Records provided:
»»

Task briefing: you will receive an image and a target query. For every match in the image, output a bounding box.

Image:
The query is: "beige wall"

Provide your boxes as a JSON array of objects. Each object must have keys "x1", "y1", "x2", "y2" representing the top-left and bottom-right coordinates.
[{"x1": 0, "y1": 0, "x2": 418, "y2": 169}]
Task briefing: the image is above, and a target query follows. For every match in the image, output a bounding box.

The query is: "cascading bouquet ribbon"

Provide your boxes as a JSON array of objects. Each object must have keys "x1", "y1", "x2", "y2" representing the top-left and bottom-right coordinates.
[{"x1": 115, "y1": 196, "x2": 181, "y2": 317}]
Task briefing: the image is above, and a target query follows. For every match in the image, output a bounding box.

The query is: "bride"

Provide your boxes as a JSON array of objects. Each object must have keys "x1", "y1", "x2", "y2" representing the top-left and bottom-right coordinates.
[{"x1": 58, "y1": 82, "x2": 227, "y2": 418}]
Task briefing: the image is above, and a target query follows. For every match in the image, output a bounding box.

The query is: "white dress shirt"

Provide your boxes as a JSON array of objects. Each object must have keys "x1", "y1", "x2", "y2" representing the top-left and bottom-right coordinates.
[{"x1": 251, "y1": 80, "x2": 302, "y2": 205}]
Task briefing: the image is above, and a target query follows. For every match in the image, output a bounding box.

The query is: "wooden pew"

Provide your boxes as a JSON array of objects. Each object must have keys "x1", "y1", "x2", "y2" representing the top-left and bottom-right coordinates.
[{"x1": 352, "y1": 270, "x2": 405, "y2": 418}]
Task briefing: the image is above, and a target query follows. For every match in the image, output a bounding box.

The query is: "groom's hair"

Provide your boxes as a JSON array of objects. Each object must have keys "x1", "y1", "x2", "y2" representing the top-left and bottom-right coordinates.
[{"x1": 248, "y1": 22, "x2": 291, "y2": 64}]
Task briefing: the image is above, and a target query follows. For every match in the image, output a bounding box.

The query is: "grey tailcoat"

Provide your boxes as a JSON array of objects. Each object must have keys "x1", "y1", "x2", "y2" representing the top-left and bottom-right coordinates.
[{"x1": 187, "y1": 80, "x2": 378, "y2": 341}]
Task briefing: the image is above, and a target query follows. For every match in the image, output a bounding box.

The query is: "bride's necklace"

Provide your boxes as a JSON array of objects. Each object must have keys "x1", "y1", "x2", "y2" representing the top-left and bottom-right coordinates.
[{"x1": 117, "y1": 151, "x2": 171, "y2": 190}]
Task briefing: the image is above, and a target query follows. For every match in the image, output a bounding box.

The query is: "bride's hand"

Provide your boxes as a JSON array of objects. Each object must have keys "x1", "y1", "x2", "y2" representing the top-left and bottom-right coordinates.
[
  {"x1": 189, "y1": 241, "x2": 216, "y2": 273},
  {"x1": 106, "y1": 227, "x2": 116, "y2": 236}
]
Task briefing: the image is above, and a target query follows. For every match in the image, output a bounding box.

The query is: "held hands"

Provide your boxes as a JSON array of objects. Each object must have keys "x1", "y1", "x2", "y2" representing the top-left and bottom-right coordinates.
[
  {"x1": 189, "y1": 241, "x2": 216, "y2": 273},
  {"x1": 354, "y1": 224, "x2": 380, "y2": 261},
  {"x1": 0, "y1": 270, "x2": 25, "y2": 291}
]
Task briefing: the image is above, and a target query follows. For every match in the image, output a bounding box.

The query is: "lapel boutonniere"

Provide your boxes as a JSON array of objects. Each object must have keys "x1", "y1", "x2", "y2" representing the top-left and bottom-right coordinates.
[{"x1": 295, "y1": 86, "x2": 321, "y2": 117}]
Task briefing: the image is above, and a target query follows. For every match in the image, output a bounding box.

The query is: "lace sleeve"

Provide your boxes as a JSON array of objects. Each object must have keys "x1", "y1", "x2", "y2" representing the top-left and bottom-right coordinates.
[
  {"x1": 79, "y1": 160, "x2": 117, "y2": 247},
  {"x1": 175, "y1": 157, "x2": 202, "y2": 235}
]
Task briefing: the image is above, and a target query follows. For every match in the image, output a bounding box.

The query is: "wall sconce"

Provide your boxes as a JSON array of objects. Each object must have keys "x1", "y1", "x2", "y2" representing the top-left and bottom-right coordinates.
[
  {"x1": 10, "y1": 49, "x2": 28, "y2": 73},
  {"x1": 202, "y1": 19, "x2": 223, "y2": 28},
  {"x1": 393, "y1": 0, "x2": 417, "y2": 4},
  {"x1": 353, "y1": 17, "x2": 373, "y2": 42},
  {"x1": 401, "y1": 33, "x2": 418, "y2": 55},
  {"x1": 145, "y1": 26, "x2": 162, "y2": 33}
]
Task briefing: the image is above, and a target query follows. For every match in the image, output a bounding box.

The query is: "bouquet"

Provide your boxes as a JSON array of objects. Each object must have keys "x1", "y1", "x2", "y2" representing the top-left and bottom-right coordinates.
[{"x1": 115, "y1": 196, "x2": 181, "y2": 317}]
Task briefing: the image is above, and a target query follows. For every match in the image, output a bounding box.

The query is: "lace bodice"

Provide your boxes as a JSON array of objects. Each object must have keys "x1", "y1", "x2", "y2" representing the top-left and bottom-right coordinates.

««

Required task: Report every line in the lines above that contains the word "bride".

Task response:
The query is: "bride"
The query is: "bride's necklace"
The query is: "bride's hand"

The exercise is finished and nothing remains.